PROMPT
Your task is to restate word for word the line containing "Target: woman with long hair" and each line that follows it in the listing, and only those.

DATA FOR ANALYSIS
________________________________________

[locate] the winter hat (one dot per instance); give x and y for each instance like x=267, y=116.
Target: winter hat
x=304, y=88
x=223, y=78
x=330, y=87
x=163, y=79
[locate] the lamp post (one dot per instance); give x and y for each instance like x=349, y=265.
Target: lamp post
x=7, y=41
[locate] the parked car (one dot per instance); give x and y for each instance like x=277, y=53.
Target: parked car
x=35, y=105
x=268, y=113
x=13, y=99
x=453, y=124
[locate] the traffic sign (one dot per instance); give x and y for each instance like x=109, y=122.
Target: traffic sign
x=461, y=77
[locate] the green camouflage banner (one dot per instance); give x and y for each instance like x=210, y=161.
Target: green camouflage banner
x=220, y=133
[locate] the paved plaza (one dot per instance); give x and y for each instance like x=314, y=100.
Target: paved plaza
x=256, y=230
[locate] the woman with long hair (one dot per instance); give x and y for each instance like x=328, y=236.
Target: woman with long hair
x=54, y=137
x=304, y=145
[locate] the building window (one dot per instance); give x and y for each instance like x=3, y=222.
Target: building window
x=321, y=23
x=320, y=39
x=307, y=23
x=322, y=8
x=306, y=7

________________________________________

REPLY TO THE EXERCISE
Target: woman with long hair
x=54, y=137
x=304, y=145
[locate] the building window (one dot per instance); give x and y for each instance like x=3, y=222.
Target: building window
x=321, y=23
x=320, y=39
x=307, y=23
x=322, y=8
x=306, y=7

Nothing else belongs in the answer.